## [AIM OF THE EXERCISE]
Copy out the records below, putting "Checker note" in place of "Reviewer note" each time it appears and leaving everything else unchanged.

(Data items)
* * *
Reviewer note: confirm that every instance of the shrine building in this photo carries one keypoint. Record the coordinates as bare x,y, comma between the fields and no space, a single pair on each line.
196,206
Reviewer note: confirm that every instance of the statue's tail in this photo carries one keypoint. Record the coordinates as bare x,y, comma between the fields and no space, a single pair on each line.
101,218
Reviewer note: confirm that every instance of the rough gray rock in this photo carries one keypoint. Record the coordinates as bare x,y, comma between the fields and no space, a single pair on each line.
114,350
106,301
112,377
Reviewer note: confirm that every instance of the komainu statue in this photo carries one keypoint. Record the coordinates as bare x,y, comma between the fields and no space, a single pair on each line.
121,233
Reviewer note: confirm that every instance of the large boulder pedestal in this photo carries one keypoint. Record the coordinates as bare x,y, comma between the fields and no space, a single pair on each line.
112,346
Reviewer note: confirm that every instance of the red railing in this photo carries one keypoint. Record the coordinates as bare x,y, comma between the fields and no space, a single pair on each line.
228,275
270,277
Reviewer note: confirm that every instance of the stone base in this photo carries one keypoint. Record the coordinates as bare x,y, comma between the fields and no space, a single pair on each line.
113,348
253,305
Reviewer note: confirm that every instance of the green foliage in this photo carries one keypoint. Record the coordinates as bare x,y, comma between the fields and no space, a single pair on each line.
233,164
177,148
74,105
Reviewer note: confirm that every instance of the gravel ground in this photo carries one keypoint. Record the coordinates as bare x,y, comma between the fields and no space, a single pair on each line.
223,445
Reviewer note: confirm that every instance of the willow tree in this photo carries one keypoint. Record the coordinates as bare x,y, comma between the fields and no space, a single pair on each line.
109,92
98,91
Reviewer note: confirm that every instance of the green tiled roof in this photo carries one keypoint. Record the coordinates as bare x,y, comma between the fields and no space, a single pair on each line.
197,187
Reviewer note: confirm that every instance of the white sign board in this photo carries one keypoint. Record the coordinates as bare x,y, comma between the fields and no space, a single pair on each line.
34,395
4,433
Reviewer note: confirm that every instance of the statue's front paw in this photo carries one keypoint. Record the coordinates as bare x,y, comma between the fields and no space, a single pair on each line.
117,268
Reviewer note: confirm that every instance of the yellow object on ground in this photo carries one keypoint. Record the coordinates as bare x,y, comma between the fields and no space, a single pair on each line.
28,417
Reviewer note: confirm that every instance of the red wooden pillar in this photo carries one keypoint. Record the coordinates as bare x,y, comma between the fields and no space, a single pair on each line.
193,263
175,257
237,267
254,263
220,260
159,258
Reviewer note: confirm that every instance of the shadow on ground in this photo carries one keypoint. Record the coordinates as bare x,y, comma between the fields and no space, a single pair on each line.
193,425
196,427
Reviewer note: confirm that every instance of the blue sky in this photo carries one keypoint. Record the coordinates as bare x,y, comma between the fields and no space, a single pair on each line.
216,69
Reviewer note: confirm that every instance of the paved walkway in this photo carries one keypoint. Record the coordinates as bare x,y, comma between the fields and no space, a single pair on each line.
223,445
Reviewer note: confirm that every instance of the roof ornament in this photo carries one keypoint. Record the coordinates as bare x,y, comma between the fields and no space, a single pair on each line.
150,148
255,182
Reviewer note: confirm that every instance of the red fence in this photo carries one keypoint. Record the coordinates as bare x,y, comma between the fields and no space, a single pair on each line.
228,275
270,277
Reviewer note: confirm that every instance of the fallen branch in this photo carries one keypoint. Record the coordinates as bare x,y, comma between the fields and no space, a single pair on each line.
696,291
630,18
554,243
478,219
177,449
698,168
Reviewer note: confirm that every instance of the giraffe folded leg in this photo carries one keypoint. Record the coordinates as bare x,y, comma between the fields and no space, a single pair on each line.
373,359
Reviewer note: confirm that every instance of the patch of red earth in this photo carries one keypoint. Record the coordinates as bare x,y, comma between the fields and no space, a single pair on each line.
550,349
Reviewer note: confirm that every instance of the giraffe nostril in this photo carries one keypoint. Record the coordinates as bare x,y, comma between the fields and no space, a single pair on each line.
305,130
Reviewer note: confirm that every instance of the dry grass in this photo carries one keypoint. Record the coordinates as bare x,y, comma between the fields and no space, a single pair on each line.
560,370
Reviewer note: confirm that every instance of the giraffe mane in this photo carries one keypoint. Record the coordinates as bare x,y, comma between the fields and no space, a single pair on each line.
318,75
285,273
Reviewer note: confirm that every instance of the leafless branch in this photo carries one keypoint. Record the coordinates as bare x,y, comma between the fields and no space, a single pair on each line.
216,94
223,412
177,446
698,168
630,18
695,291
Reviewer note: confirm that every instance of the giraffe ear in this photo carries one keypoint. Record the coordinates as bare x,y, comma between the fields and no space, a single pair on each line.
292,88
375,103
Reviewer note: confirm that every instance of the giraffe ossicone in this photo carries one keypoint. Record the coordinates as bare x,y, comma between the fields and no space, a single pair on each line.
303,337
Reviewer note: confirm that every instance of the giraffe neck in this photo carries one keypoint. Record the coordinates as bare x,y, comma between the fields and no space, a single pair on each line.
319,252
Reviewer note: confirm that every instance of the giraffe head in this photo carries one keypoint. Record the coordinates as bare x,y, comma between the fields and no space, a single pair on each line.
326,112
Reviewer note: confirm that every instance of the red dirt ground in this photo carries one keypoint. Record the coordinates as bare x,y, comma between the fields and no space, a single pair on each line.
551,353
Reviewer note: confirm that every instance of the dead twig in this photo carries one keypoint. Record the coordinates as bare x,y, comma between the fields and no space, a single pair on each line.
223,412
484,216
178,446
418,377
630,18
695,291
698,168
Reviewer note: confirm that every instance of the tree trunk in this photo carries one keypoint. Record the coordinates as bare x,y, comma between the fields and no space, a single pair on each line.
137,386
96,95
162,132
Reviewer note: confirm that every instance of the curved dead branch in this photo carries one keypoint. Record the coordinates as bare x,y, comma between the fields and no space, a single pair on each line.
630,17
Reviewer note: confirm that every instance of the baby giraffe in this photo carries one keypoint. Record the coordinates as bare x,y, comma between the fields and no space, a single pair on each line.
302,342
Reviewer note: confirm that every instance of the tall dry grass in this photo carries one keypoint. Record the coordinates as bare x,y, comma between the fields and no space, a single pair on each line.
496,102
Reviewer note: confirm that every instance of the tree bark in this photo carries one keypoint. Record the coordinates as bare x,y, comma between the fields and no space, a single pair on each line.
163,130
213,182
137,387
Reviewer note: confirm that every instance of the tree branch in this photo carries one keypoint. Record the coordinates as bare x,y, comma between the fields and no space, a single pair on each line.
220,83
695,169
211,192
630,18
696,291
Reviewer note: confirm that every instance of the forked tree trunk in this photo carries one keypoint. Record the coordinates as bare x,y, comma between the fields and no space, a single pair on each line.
* * *
## [SOLUTION TO THE EXERCISE]
Checker note: confirm that every instance of the shrine building in this photo carries one keypoint. Record the coordinates as bare x,y, comma between the fields and no space, a single pair on each line.
196,206
Checker note: confirm that every instance of the statue's tail in this photo carries one keypoint. Record the coordinates as bare x,y, comma between the fields and no space, a single pair on each line.
101,218
Checker note: confirm that every instance of the rough gray rock in this photo carries one keypoint. Record the coordinates as bare x,y, comma between the fields and no space, a single pair on each line.
114,350
106,301
112,377
Checker note: confirm that every instance of the komainu statue in this photo carries one keypoint. Record the coordinates as bare x,y, comma between the fields and no space, a single pair on each line.
121,233
Checker note: confirm that every instance of the large boulder pedestal in this photo carries one keypoint. Record the coordinates as bare x,y, comma between the fields and no space, a single pair on each line.
112,346
Checker note: confirm that every instance of the red railing in this photo carries one keypoint. Record the coordinates as bare x,y, comma between the fields and no space, a single pair on each line.
228,275
270,277
Checker note: confirm that every instance of the stone base in this photo carries one keypoint. Record the coordinates as bare x,y, comma between the fields and no space, a single pair on each line.
113,348
253,305
Checker note: confirm that every instance of the green foliage in this photo carries one keypoint. Record the coordinates as bare x,y, comma between the fields and no space, a single pair on each line.
233,164
177,148
74,105
Checker note: confirm that every instance of the gravel ground in this photo carries one keypoint. Record the coordinates as bare x,y, comma between the fields and no space, a single pair on each line.
223,445
Checker note: confirm that every instance of the willow tree in this photo carries one keypoint. Record the coordinates as bare x,y, comma between the fields and no space, a single pair on each line.
109,92
98,91
Checker note: confirm that every instance of the green tiled roof in this photo carries one keypoint. Record the coordinates as bare x,y, comma between the fields and no space, a single pair on each line.
197,187
Checker note: confirm that every instance of the white sign board in this photo carries one keypoint. Record the coordinates as bare x,y, comma between the fields and no space, a single pair on each line.
34,395
4,433
Checker note: confirm that every instance of the statue's front paw in this photo carries one keypoint. Record the coordinates as bare x,y, comma between the fields and no space, a single pair on each line.
117,268
Checker note: confirm that every instance of the yellow object on ground in this photo carries one keypoint. Record the coordinates as bare x,y, comma between the fields and no space, a single pair on each line.
28,417
Checker note: confirm that every instance of the red wooden pillar in this photo carries one keypoint. Record the coordinates as bare x,y, comma between the fields and no space, a single pair on each line.
193,263
175,257
237,267
254,263
220,260
159,258
Checker note: confirm that every instance of the shadow on ground in this photo carries one keypoint. Record the coordinates as bare x,y, comma between the fields and no space, a single pair on each line.
193,425
196,427
Checker note: confirm that every instance of the blue sky in this photo carries one keypoint. Record the coordinates as bare x,y, comma between the fields and no space, a single pair on each line.
216,69
Checker note: confirm that every instance of the paved walkway in this photo carries one keypoint. Record the coordinates as bare x,y, comma between the fields and no space, a single pair on each line.
223,445
Checker note: confirm that every instance of the roof ornament in this photo carries one keypoint. Record the coordinates as bare x,y, comma between the fields and no space, a single pair on each line.
150,148
255,182
Checker note: confirm that every instance of the red fence in this photo carries one keypoint. Record the coordinates as bare x,y, comma between the fields and no space, a single pair on each line.
228,275
270,277
Checker note: confirm that every instance of the fallen branch in this photo carries one keypoint. Record the coordinates as bare x,y, comma between the fields and no space, a single pair on each line.
696,291
630,18
554,243
478,219
177,449
698,168
Checker note: confirm that every instance of the giraffe folded leg in this photo carries one keypoint. Record the coordinates as bare x,y, comma between the fields and no space, a single pair on each line.
373,359
Checker note: confirm that every instance of the patch of red earth in this photo carries one keypoint. Record the coordinates as bare x,y, comma between the fields and no space, a single pair on each line.
550,349
Checker note: confirm that every instance of the giraffe nostril in this photo carries one keypoint. Record the coordinates as bare x,y, comma between the fields and no space, a single pair on each line.
305,130
Checker note: confirm that every instance of the dry grass in this photo carries one keypoint. Record the coordinates as bare x,y, comma between the fields and no space, a single pair on each line.
560,370
Checker note: confirm that every instance of the giraffe mane in this photo carries one keypoint. Record the coordinates as bare x,y, comma between the fields and no space, a single pair on each line.
318,75
285,273
Checker note: confirm that every instance of the leafless branch in this photo carries one keypoint. Record the coordinates as bare x,y, comma between the fields and no space, a single pair on each line.
216,94
223,412
177,446
698,168
630,18
695,291
Checker note: confirm that every instance of the giraffe ear in this photo carries one keypoint. Record the coordinates as bare x,y, comma between the fields and no space, a single pair on each line.
292,88
375,103
Checker note: confirm that every instance of the giraffe ossicone in this photo carries one keypoint. Record the coordinates as bare x,y, comma between the fields and no space, a single pair on each line.
303,337
Checker note: confirm that every instance of the giraffe neck in this photo carries one keypoint. Record the coordinates as bare x,y, comma between the fields and no space, a single pair on each line.
319,252
Checker note: confirm that every instance of the giraffe head in this photo carries one keypoint. Record the coordinates as bare x,y, comma between the fields and no space, a single pair on each line.
326,112
Checker note: confirm that every instance of the red dirt ground in this photo carries one keypoint. Record the coordinates as bare x,y, comma between the fields and no space, a single pair on each line.
551,353
Checker note: confirm that every instance of the dead twig in this photo carries one keypoint. Record the coordinates as bare x,y, comma between the fields and no space, a single pair on each line.
223,412
484,216
178,446
418,377
630,18
695,291
698,168
Checker note: confirm that every instance of the tree trunk in this photo carries one keypoint. Record the coordinates as bare x,y, comma between the fields and no space, a single pair on each line.
137,386
96,95
162,132
Checker note: confirm that every instance of the curved dead branch in this photo carries one keypoint. Record the coordinates as bare x,y, comma between the fields and no space, a single pair on each line.
630,17
Checker note: confirm that every instance of the baby giraffe in this photo carries one keypoint. Record the coordinates as bare x,y, comma between the fields and no space, a single pair on each line.
302,342
Checker note: confirm that every instance of the tall dry grass in this photo carries one keypoint. Record the coordinates as bare x,y, comma between the fields and no space, a single pair on each line.
496,102
Checker note: confirm that every instance of the tree bark in this photo carries one keypoint. Record the coordinates as bare x,y, comma between the fields and no space, a single pair on each line.
163,130
213,182
137,387
Checker note: confirm that every instance of the tree branch in this photo carries one keypoint. Record the coordinates as bare x,y, comma between the fields and no space, a single pair on each line.
220,83
695,169
211,192
630,18
696,291
Checker note: confirm that every instance of the forked tree trunk in this photo carries one keypoint. Record the coordinates as bare x,y, comma between the fields and no space, a single pair on each line.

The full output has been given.